======== Supplied data ========

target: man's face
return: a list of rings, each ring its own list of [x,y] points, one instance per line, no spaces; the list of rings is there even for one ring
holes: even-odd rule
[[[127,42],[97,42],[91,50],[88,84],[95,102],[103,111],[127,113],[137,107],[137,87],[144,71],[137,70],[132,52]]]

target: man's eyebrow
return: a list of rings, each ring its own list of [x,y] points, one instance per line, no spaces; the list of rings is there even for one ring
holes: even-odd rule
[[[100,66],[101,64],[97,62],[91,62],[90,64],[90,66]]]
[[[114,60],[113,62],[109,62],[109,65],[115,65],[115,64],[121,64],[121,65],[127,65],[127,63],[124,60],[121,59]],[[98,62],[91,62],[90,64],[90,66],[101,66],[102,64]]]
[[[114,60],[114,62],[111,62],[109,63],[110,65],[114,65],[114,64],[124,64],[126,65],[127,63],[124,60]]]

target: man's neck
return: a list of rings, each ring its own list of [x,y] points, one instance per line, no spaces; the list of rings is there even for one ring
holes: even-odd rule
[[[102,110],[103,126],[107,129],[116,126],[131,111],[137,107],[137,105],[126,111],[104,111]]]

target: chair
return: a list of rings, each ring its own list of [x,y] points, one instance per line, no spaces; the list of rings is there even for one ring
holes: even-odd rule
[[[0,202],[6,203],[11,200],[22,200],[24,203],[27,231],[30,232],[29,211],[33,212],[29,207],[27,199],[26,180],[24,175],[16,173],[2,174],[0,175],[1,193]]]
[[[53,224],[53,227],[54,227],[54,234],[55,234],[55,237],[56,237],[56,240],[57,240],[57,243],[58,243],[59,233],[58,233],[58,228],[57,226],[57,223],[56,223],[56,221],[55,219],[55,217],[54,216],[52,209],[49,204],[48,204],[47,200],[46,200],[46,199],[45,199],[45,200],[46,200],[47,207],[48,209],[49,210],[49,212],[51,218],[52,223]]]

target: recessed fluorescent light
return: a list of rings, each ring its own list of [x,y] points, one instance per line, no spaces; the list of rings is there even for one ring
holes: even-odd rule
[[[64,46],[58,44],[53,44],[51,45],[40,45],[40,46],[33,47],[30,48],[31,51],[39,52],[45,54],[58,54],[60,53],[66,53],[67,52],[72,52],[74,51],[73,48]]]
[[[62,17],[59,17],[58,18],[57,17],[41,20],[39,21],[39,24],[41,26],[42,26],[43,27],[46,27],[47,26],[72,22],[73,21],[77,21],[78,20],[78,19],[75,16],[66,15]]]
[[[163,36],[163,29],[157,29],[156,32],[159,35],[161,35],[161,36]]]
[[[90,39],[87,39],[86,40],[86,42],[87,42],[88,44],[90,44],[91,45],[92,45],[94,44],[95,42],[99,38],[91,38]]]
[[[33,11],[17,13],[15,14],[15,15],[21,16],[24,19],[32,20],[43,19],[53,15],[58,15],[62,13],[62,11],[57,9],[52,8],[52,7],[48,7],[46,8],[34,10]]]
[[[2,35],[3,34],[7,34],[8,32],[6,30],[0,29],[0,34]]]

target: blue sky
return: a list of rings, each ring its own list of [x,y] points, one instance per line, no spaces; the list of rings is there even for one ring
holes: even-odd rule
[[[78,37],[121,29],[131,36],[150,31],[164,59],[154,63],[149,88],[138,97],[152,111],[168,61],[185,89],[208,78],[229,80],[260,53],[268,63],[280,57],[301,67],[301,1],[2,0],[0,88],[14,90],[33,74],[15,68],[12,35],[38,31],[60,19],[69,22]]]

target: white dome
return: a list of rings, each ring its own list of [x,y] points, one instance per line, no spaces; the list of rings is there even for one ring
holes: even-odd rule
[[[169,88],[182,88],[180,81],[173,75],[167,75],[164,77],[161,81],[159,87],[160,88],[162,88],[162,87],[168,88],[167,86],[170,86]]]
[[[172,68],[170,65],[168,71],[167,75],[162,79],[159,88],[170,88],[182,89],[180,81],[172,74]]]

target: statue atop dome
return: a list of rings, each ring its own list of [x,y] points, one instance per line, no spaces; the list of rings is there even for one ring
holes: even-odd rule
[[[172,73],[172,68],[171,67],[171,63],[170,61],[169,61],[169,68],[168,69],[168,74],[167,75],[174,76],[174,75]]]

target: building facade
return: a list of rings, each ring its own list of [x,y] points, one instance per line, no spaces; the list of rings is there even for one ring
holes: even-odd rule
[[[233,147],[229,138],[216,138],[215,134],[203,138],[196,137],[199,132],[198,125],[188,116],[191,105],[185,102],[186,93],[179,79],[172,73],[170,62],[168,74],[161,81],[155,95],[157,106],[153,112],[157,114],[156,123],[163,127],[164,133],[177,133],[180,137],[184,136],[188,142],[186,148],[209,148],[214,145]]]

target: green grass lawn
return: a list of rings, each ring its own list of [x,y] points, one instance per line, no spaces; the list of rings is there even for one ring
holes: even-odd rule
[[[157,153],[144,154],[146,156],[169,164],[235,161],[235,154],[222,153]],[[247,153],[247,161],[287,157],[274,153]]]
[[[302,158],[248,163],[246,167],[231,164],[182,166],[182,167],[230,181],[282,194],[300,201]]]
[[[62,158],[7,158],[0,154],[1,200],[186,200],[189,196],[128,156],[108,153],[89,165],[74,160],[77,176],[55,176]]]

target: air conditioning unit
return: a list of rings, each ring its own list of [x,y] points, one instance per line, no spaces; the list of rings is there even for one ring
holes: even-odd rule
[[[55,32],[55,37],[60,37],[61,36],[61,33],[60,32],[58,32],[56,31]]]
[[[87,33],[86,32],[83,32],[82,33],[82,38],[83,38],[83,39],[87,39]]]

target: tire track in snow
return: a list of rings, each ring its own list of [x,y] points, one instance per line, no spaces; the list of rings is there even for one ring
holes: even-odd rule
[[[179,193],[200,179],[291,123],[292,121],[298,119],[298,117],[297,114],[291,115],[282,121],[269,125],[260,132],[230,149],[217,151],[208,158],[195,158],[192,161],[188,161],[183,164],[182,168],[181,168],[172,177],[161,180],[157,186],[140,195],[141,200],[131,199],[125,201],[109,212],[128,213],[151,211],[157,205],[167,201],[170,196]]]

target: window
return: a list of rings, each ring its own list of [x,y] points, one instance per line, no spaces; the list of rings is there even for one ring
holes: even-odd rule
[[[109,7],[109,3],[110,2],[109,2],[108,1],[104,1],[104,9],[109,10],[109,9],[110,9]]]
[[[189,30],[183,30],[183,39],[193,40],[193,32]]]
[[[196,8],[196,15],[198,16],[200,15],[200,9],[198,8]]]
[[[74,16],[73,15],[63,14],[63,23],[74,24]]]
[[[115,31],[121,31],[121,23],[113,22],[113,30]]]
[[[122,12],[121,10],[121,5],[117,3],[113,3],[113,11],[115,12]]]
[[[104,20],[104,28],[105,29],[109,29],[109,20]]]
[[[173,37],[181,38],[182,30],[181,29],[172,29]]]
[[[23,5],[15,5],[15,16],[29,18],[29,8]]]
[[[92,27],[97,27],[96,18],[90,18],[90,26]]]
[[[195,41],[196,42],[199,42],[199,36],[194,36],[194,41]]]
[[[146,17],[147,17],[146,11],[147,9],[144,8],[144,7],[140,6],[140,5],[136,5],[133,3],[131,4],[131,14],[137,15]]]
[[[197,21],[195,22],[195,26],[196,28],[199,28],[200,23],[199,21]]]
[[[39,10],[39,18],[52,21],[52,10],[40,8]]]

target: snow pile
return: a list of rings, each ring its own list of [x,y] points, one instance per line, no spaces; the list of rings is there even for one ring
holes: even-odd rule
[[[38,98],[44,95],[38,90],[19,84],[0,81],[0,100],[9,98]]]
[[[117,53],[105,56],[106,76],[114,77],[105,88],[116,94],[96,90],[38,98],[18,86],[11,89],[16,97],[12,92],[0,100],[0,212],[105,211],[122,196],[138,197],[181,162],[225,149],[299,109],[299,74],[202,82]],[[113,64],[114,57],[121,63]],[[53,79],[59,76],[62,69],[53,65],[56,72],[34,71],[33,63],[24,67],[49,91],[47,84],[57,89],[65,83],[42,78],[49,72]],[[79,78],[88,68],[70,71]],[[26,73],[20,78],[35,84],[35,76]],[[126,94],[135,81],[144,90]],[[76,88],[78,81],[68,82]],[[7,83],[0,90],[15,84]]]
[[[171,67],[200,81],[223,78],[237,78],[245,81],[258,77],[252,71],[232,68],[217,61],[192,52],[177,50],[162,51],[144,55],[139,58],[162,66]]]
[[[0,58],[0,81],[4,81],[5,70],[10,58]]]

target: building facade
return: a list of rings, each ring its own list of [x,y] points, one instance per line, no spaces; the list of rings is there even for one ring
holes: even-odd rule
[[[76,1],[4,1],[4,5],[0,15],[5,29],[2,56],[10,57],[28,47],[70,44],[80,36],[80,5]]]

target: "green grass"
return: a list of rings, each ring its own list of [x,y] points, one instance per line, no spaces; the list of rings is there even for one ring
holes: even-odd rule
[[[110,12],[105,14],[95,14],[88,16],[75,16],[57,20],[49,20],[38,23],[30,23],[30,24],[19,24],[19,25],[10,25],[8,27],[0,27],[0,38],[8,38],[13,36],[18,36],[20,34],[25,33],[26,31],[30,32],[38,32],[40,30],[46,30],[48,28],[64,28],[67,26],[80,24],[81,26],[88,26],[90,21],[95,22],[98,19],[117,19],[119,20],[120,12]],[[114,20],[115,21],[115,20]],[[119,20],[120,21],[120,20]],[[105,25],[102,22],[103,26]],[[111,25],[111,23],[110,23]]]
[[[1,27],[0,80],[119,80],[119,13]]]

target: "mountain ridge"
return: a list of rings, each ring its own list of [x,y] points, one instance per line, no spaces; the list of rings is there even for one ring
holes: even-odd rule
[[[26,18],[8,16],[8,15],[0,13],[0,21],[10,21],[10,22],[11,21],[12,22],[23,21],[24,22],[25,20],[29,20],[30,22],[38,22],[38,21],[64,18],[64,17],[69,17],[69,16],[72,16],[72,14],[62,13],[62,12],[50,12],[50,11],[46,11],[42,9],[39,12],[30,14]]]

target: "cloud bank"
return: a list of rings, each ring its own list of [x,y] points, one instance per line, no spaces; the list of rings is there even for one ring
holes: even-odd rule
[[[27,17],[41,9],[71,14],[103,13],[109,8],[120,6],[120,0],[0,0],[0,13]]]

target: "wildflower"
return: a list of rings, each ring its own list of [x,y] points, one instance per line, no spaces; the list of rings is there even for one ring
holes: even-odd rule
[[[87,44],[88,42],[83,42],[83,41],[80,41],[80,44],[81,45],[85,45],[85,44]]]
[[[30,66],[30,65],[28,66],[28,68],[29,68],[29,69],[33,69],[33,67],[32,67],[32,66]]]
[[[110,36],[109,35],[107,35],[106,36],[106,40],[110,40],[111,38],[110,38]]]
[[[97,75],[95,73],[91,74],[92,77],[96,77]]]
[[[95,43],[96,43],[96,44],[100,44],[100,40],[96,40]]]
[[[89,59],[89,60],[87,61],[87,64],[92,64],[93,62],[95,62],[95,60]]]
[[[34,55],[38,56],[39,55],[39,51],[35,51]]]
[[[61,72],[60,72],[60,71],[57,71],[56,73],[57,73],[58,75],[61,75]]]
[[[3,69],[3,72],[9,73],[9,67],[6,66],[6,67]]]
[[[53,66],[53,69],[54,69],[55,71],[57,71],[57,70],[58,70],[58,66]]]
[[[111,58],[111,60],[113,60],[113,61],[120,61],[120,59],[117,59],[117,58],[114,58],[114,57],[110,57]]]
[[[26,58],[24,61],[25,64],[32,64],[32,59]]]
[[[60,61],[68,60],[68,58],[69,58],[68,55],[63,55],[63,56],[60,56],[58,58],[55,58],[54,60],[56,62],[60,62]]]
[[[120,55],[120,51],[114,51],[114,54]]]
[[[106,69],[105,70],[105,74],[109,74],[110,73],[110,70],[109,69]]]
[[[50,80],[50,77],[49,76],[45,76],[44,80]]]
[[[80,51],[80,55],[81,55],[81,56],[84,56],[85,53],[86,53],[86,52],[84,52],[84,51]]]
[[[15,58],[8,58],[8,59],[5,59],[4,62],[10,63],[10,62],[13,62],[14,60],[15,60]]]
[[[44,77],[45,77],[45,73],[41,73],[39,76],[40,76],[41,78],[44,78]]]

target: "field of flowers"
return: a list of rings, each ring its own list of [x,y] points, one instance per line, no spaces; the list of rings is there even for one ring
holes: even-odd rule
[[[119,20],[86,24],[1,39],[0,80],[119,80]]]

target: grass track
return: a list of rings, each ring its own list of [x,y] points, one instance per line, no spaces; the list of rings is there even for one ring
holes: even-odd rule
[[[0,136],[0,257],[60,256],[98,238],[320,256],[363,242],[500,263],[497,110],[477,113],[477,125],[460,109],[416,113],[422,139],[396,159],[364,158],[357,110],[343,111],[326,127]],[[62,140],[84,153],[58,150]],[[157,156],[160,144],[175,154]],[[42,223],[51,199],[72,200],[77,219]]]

========

● Exercise brief
Retype the rows without any changes. Begin at the line that has "target: grass track" and stop after the final line of the rows.

● Output of the exercise
target: grass track
return: a list of rings, each ring its own list of [x,y] points, one instance per line, no spaces; the list of rings is there even for one ring
holes: even-odd rule
[[[0,136],[0,257],[60,256],[98,238],[320,256],[363,242],[500,263],[497,110],[477,113],[477,125],[460,109],[416,113],[422,139],[396,159],[364,158],[357,110],[343,111],[326,127]],[[62,140],[84,153],[58,150]],[[157,156],[160,144],[175,154]],[[42,223],[51,199],[72,200],[77,219]]]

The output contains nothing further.